## Exercise materials
------------------------------------------------------------------------

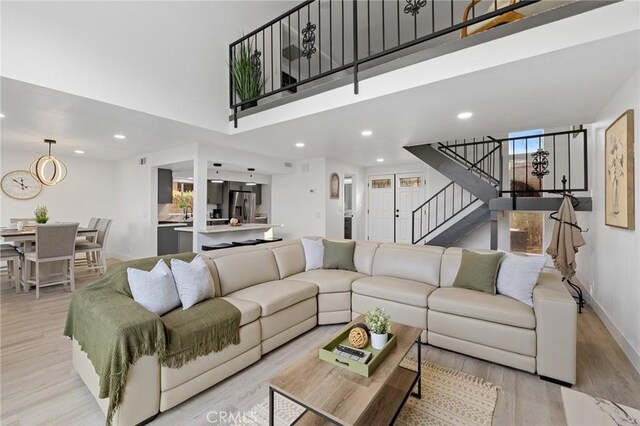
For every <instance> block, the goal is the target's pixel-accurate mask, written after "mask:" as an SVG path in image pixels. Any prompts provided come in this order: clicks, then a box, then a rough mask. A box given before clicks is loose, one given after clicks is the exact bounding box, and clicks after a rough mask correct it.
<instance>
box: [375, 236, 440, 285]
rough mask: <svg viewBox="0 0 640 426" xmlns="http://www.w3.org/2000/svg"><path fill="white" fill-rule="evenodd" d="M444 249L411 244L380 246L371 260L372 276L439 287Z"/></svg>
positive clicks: (390, 244)
mask: <svg viewBox="0 0 640 426" xmlns="http://www.w3.org/2000/svg"><path fill="white" fill-rule="evenodd" d="M443 252H444V248H442V247H437V246H414V245H411V244H381V245H380V246H379V247H378V249H377V250H376V254H375V257H374V259H373V270H372V272H373V275H374V276H380V275H382V276H387V277H394V278H404V279H406V280H413V281H420V282H423V283H426V284H430V285H434V286H439V283H440V263H441V261H442V253H443Z"/></svg>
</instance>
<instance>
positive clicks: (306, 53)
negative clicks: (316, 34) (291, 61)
mask: <svg viewBox="0 0 640 426" xmlns="http://www.w3.org/2000/svg"><path fill="white" fill-rule="evenodd" d="M315 30H316V25H315V24H312V23H311V22H307V25H306V26H305V27H304V28H303V29H302V47H303V49H304V50H303V51H302V56H304V57H305V58H307V60H309V59H311V56H312V55H313V54H314V53H316V51H317V50H316V48H315V44H316V35H315V33H314V31H315Z"/></svg>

------------------------------------------------------------------------

## The problem
In the listing above, the line containing "</instance>" and all lines after it are to be restated word for word.

## Exercise response
</instance>
<instance>
positive clicks: (306, 53)
negative clicks: (316, 34) (291, 61)
mask: <svg viewBox="0 0 640 426" xmlns="http://www.w3.org/2000/svg"><path fill="white" fill-rule="evenodd" d="M315 30H316V25H315V24H312V23H311V22H307V25H306V26H305V27H304V28H303V29H302V47H303V49H304V50H303V51H302V56H304V57H305V58H307V60H309V59H311V56H312V55H313V54H314V53H316V51H317V50H316V48H315V44H316V35H315V33H314V31H315Z"/></svg>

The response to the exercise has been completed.